(Beginning of Given entries)
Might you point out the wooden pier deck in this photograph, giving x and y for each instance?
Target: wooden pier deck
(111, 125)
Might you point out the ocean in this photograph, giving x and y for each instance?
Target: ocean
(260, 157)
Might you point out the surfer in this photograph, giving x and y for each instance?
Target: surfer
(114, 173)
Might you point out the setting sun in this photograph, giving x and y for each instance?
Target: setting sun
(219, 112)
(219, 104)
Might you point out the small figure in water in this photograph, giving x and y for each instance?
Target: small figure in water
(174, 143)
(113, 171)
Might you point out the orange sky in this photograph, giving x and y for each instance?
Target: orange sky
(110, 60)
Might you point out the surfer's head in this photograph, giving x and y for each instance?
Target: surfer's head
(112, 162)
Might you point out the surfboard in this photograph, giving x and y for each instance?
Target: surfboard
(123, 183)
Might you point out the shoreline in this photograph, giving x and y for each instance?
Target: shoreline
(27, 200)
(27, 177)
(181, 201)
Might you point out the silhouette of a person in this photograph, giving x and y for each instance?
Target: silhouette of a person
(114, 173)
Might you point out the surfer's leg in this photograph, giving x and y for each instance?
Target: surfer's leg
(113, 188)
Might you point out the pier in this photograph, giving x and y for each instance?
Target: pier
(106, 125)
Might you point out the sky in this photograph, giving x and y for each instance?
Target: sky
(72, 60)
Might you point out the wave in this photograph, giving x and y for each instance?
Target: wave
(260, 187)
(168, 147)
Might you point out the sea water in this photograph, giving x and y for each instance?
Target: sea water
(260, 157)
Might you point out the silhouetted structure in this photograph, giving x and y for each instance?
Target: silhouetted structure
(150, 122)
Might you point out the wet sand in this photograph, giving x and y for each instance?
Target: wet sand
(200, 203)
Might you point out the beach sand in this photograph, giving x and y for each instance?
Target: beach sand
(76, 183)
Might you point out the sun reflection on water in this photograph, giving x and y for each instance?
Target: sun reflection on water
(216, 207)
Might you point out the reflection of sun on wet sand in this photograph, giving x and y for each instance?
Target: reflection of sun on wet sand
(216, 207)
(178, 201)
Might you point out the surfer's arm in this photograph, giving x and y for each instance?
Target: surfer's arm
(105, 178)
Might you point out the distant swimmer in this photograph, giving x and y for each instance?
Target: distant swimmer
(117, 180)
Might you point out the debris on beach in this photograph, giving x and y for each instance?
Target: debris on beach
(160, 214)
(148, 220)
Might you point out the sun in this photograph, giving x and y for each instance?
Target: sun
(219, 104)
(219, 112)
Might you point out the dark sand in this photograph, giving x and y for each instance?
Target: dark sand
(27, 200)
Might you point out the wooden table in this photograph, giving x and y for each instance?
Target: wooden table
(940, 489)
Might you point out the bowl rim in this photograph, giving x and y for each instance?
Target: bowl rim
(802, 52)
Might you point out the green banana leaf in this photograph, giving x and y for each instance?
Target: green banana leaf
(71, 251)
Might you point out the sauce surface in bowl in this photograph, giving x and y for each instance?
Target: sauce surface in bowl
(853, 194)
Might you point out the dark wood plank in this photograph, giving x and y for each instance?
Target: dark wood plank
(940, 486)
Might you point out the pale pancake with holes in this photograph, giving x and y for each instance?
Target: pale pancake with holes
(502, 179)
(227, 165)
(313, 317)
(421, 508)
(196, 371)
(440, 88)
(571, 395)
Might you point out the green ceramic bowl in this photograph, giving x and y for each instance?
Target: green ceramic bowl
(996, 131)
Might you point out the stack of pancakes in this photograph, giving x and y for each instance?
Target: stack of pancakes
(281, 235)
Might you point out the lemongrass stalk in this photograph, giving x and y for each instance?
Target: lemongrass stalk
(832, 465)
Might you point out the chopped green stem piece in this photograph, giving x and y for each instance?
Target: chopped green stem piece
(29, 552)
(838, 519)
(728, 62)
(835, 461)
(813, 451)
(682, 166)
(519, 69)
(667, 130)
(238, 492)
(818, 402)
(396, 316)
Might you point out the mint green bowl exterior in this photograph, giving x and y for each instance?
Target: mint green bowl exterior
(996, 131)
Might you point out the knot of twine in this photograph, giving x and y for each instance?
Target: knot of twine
(End of Given entries)
Reproduce verbatim the lines above, from the line with "Might you point out the sun in" through the line with "Might you point out the wooden table".

Reply ▸
Might you point out the sun in this photograph, giving x and y for each instance?
Target: sun
(219, 104)
(219, 112)
Might you point out the dark sand in this photograph, giving x and y for each instance?
Target: dark sand
(27, 200)
Might you point out the wooden table in this photograph, giving x and y for each instance?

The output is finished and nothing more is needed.